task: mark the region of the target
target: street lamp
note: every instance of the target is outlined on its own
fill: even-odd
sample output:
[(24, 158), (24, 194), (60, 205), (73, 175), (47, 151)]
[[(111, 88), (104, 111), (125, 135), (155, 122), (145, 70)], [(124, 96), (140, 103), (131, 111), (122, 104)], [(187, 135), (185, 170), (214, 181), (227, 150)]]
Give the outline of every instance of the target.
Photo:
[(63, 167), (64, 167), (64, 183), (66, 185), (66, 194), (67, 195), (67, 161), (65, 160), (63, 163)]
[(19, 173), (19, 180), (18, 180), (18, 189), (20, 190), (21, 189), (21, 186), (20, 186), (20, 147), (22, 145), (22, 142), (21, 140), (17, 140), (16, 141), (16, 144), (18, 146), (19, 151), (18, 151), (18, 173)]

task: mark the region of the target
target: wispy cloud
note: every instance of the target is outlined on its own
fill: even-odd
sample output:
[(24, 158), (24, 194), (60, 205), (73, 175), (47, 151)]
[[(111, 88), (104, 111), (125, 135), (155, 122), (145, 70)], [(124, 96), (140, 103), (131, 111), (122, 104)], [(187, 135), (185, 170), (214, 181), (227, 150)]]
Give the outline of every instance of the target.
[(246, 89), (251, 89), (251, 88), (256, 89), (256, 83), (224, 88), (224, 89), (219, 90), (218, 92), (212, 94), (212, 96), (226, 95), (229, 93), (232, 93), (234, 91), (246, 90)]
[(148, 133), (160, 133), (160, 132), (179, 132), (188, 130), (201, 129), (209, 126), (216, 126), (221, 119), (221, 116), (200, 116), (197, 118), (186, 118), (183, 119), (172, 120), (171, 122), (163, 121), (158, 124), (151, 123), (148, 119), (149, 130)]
══════
-- What is asked --
Put every line of the records above into a numbered list, leaving out the blank lines.

-- Output --
1. task: mark the region of the target
2. target: street lamp
3. note: every instance of the target is outlined on its own
4. fill: even-odd
5. sample output:
6. [(24, 158), (24, 194), (60, 205), (73, 175), (47, 151)]
7. [[(111, 88), (104, 111), (125, 135), (155, 122), (145, 70)], [(124, 96), (140, 103), (131, 111), (122, 104)], [(187, 135), (185, 170), (214, 181), (227, 150)]]
8. Give the outline of every instance of the target.
9. Photo:
10. [(63, 167), (64, 167), (64, 183), (66, 185), (66, 194), (67, 195), (67, 161), (65, 160), (63, 163)]
11. [(19, 173), (19, 180), (18, 180), (18, 189), (20, 190), (21, 189), (21, 186), (20, 186), (20, 147), (22, 145), (22, 142), (21, 140), (17, 140), (16, 141), (16, 144), (18, 146), (19, 151), (18, 151), (18, 173)]
12. task: mark the region of the target
13. target: wispy cloud
14. note: every instance of the target is outlined on its own
15. fill: even-odd
16. sample output:
17. [(24, 158), (24, 194), (60, 205), (73, 175), (47, 151)]
18. [[(111, 88), (104, 111), (125, 135), (155, 122), (145, 70)], [(124, 96), (140, 103), (131, 111), (122, 104)], [(187, 135), (185, 170), (214, 181), (227, 150)]]
19. Give the outline of every instance of the target.
20. [(246, 89), (251, 89), (251, 88), (256, 89), (256, 83), (224, 88), (224, 89), (219, 90), (218, 92), (212, 94), (212, 96), (226, 95), (229, 93), (232, 93), (234, 91), (246, 90)]
21. [(148, 133), (160, 133), (160, 132), (179, 132), (188, 130), (201, 129), (209, 126), (216, 126), (221, 119), (221, 116), (200, 116), (197, 118), (186, 118), (183, 119), (172, 120), (171, 122), (163, 121), (158, 124), (151, 123), (148, 119), (149, 130)]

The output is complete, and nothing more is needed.